_Task brief_:
Set down each entry as it stands. Skip the pictures.

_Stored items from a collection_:
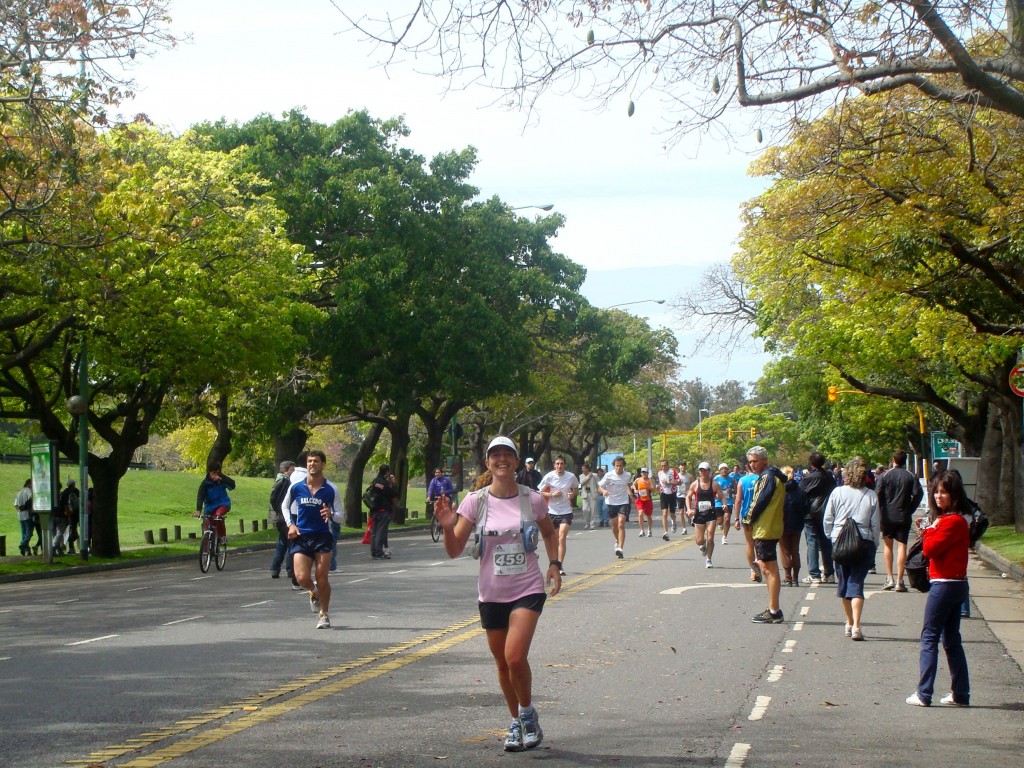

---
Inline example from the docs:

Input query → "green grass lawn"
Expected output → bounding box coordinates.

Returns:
[0,462,429,574]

_Output for this exercise_:
---
Inline example from the docs:

Input query → "green grass lawn"
Expected output → bounding box coordinates.

Returns:
[0,462,429,574]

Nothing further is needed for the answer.